→ SET OF TASKS
• a. In the article on nuclear warhead counts, how many nuclear warheads does China have?
• b. Shorten the paragraph of the article on nuclear warhead counts that opens "The US and Russia are in a different league" into a brief bulleted list that keeps its main facts.
• c. Reproduce the part of the article on nuclear warhead counts that begins at the words "China, with its" and stops after the words "the decade ahead.".

→ PROVIDED TEXT
Start of Block

Pakistan may continue to remain slightly ahead of India in terms of the number of nuclear warheads, with China having double the quantity, but the Indian defence establishment believes its deterrence capability is “robust”, designed to ensure “survivability” for retaliatory strikes and firmly on track for further modernization.
Pakistan now has 140-150 nuclear warheads as compared to 130-140 of India, with China hovering around 280, as per the latest assessment of the Stockholm International Peace Research Institute(SIPRI), which was released on Monday.
The US and Russia are in a different league altogether with 6,450 and 6,850 nuclear warheads respectively, together accounting for 92 per cent of the 14,465 nuclear weapons around the globe. Arsenals of the other seven nuclear-armed countries are considerably smaller, but all are either developing or deploying new nuclear weapon systems.
“India and Pakistan are both expanding their nuclear weapon stockpiles as well as developing new land, sea and air-based missile delivery systems. China continues to modernize its nuclear weapon delivery systems and is slowly increasing the size of its nuclear arsenal,” said SIPRI.
Defence establishment sources here say India, confronted with the collusive threat from China and Pakistan, has no other option but to systematically build nuclear deterrence that is “credible” and capable of inflicting massive damage in a retaliatory strike to any first strike by an adversary.
“The number of warheads do not really matter. With a declared no-first use (NFU) nuclear policy, India is keen to ensure survivability and credibility of our assets and NC3 (nuclear command, control and communication) systems for assured second-strike capabilities…We have achieved this to a large extent,” said a source.
Pakistan, of course, has deliberately kept its nuclear policy ambiguous to deter India from undertaking any conventional military action despite repeated provocations, even as it fast supplements its enriched uranium-based nuclear programme with a weapons-grade plutonium one through the four heavy water reactors at the Khushab nuclear complex with help from China.
Islamabad also often brandishes its 70-km range Nasr (Hatf-IX) nuclear missiles as an effective battlefield counter to India’s “Cold Start” strategy of swift, high-voltage conventional strikes into enemy territory. “For India, nuclear weapons are not war-fighting weapons. But we need credible minimum deterrence, with the certainty of massive retaliation against adversaries,” said the source.
China, with its rapid military modernization and expanding nuclear and missile arsenals, of course remains a major worry. Towards this end, it’s estimated that India, which has a largely plutonium-based nuclear weapons programme, would like to achieve a stockpile of around 200 warheads in the decade ahead.

End of Block

Photo-based referring expression data:
Start of Block

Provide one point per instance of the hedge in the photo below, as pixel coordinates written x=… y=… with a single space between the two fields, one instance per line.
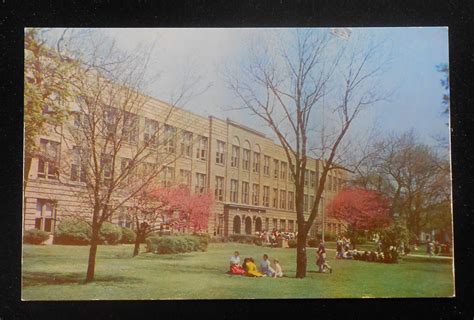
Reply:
x=35 y=236
x=292 y=243
x=241 y=238
x=176 y=244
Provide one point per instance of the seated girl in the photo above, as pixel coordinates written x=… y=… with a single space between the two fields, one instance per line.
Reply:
x=235 y=267
x=251 y=268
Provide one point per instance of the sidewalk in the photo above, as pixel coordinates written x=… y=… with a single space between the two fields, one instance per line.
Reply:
x=409 y=255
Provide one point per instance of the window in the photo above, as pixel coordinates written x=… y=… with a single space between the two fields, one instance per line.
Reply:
x=200 y=183
x=220 y=152
x=151 y=132
x=256 y=162
x=170 y=137
x=282 y=199
x=266 y=165
x=312 y=178
x=124 y=166
x=186 y=144
x=48 y=159
x=185 y=177
x=130 y=128
x=266 y=196
x=234 y=190
x=201 y=151
x=246 y=159
x=106 y=165
x=109 y=120
x=124 y=218
x=45 y=215
x=78 y=165
x=219 y=192
x=275 y=168
x=235 y=157
x=167 y=175
x=291 y=200
x=283 y=171
x=291 y=226
x=255 y=194
x=245 y=192
x=275 y=198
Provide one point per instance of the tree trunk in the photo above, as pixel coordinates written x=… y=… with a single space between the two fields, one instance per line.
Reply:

End of Block

→ SOLUTIONS FOR EACH TASK
• a. China has around 280 nuclear warheads.

• b.
- The US has 6,450 nuclear warheads and Russia has 6,850.
- Together they hold 92 per cent of the 14,465 nuclear weapons in the world.
- The other seven nuclear-armed countries have much smaller arsenals.
- All of them are developing or deploying new nuclear weapon systems.

• c.
China, with its rapid military modernization and expanding nuclear and missile arsenals, of course remains a major worry. Towards this end, it’s estimated that India, which has a largely plutonium-based nuclear weapons programme, would like to achieve a stockpile of around 200 warheads in the decade ahead.